## YOUR GOAL
Copy the rows from the line containing "the black rubber" through the end of the rows, both ends included. Replace "integer pixel coordinates" with "whole-number pixel coordinates" and leave everything else unchanged.
# # # # # # #
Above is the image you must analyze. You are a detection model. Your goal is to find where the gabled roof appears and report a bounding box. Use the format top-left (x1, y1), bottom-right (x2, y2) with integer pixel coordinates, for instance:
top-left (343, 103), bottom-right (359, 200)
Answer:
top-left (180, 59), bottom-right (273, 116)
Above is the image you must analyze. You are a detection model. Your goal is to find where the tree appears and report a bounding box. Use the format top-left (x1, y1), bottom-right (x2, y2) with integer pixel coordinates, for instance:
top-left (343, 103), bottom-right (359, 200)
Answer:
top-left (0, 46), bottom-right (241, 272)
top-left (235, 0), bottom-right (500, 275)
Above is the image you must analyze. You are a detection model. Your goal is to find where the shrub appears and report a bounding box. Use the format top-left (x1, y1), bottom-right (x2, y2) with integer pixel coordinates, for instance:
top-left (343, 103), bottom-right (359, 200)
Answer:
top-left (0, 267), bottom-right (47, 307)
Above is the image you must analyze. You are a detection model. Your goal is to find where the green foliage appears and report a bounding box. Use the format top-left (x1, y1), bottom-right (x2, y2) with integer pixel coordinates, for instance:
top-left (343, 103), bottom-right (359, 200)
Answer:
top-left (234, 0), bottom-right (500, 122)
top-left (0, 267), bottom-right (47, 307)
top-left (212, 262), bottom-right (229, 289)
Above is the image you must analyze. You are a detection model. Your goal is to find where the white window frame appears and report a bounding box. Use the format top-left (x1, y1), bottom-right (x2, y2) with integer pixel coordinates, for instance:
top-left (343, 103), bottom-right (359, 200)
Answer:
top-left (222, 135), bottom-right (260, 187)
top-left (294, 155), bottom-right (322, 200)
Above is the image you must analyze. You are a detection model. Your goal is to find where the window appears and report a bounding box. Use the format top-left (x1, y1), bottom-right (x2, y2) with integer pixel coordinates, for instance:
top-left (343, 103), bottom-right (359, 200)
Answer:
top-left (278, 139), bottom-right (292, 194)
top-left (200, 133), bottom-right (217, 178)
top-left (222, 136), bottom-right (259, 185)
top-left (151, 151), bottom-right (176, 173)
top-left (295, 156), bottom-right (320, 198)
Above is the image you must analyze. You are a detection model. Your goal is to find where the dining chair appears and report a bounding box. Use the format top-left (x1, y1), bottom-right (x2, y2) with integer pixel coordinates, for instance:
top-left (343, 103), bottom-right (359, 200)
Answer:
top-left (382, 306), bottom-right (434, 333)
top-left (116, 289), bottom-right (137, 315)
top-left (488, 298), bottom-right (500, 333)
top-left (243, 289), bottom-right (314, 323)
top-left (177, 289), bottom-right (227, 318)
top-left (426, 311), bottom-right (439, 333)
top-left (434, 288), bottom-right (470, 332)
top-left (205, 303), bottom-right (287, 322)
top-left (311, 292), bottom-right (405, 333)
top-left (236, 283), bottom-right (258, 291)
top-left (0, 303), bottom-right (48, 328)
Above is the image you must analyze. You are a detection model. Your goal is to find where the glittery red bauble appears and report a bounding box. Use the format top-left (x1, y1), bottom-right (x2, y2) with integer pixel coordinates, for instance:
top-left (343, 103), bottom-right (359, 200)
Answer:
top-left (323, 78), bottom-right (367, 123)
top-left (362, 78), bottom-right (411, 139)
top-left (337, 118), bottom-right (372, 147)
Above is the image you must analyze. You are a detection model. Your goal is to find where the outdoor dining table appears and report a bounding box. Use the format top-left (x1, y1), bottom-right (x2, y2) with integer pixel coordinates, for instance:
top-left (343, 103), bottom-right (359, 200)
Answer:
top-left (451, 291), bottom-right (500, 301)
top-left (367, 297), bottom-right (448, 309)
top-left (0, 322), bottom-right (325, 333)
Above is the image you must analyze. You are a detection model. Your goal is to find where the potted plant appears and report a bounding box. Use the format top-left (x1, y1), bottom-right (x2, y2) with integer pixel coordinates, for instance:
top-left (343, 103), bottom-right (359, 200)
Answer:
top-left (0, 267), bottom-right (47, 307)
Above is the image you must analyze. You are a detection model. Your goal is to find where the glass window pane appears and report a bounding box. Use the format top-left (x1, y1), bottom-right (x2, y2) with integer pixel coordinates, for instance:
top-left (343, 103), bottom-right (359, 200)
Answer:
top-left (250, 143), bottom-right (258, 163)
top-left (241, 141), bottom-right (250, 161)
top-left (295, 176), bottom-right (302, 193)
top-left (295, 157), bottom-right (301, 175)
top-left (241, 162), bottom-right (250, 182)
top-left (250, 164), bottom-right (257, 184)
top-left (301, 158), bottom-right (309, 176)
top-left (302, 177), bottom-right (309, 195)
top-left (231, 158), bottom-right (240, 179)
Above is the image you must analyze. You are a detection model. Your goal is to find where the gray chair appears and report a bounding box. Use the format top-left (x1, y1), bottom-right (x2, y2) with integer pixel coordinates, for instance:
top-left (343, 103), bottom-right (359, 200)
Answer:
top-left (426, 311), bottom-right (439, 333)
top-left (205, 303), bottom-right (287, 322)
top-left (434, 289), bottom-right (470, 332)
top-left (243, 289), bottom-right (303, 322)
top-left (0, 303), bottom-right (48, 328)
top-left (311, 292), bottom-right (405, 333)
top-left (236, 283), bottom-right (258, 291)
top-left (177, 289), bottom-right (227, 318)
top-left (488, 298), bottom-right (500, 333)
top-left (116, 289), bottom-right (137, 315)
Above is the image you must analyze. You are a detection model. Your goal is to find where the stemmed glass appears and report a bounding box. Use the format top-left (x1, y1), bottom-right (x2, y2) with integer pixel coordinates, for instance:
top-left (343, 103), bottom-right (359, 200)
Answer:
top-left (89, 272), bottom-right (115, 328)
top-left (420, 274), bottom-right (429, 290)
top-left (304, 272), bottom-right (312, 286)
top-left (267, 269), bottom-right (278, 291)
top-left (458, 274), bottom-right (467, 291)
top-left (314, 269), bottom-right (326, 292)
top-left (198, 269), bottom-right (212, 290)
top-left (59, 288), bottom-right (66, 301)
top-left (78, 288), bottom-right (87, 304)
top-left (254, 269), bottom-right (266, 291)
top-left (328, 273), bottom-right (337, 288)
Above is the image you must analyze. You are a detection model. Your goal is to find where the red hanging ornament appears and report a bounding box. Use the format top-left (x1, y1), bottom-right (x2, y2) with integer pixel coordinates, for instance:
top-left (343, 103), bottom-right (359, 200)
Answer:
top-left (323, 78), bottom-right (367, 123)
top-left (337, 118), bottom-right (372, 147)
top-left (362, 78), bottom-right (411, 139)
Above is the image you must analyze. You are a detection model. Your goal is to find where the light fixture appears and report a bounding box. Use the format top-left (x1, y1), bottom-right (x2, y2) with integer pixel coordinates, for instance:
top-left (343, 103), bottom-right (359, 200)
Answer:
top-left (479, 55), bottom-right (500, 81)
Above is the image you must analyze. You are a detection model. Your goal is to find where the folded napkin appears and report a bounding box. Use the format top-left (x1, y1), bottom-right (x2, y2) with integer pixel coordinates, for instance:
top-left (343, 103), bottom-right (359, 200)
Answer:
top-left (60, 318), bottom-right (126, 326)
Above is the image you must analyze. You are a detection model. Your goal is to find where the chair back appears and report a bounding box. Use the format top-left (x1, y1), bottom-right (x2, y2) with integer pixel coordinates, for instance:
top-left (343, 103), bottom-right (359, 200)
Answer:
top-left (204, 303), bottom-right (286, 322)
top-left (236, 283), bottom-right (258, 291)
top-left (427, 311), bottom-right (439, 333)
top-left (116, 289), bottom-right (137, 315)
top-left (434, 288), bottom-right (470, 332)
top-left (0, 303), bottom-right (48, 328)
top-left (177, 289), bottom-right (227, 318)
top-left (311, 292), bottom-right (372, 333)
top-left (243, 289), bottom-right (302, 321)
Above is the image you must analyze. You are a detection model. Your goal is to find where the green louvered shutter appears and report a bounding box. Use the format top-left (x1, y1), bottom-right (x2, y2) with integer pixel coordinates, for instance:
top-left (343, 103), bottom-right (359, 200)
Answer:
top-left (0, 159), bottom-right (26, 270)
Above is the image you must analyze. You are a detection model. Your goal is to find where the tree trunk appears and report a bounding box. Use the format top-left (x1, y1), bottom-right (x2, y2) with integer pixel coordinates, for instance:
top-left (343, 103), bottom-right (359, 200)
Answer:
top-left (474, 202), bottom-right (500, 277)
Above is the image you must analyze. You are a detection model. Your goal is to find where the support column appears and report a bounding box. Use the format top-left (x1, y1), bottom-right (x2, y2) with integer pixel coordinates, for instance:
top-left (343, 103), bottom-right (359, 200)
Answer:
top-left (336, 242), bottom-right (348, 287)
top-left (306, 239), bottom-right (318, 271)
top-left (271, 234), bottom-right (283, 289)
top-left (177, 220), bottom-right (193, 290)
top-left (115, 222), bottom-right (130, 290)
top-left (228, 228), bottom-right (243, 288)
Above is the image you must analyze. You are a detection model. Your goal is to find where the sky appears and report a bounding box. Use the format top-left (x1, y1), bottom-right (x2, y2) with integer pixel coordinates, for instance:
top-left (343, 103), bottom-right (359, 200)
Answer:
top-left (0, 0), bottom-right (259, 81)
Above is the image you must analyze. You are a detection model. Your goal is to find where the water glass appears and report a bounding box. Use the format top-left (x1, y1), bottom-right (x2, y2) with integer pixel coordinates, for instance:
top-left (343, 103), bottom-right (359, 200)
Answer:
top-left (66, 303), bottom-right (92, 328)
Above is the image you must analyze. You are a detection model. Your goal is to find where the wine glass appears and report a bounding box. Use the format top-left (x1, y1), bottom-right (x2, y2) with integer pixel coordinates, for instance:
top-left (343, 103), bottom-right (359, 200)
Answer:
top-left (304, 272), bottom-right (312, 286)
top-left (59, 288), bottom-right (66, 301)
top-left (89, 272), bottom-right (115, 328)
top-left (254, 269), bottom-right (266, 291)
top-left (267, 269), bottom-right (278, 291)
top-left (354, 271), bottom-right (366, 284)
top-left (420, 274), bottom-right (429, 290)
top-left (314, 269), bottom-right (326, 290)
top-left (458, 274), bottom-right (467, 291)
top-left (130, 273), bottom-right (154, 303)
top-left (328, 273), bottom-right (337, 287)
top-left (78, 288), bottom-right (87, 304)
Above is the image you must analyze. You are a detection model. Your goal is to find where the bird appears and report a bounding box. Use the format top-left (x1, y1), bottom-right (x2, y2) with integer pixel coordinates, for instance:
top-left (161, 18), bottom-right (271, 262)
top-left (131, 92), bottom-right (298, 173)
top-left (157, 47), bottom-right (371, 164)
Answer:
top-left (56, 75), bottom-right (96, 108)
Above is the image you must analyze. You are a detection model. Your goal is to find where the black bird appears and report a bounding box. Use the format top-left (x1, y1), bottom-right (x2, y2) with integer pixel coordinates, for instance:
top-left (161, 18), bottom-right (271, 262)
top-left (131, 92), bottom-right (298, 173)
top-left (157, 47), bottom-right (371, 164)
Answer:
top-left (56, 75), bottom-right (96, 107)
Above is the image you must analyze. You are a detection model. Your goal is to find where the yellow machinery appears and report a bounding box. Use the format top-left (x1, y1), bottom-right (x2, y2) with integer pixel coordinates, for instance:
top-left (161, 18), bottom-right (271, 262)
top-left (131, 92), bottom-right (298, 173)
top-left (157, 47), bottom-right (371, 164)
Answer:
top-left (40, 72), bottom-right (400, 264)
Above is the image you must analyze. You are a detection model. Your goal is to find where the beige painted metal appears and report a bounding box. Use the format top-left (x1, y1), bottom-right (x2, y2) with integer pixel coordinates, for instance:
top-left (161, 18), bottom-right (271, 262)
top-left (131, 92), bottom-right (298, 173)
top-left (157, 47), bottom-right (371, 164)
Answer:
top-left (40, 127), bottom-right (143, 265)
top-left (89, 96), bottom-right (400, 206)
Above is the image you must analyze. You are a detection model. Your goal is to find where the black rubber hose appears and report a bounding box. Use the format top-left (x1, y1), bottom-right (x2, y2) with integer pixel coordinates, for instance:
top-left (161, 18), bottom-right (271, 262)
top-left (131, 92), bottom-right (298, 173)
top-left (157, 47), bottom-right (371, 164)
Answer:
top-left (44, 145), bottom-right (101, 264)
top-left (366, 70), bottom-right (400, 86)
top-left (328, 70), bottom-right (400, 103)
# # # # # # #
## FINISHED ANSWER
Above is the image you must analyze. You are a detection model. Your goal is to find where the black rubber hose appears and report a bounding box. Use the format top-left (x1, y1), bottom-right (x2, y2) with whole-number pixel coordinates, for instance:
top-left (161, 18), bottom-right (271, 262)
top-left (131, 92), bottom-right (298, 173)
top-left (157, 47), bottom-right (371, 164)
Answer:
top-left (44, 145), bottom-right (101, 264)
top-left (366, 70), bottom-right (400, 86)
top-left (328, 70), bottom-right (400, 103)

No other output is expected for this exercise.